Rewrite the entries below, changing every "bush" to "shrub" and leaving everything else untouched.

============

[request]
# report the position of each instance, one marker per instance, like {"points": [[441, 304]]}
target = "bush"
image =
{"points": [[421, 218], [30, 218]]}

============

*Response to this exercise*:
[request]
# report the position of each instance, one marker per instance, like {"points": [[441, 304]]}
target = "shrub"
image =
{"points": [[421, 218], [30, 218]]}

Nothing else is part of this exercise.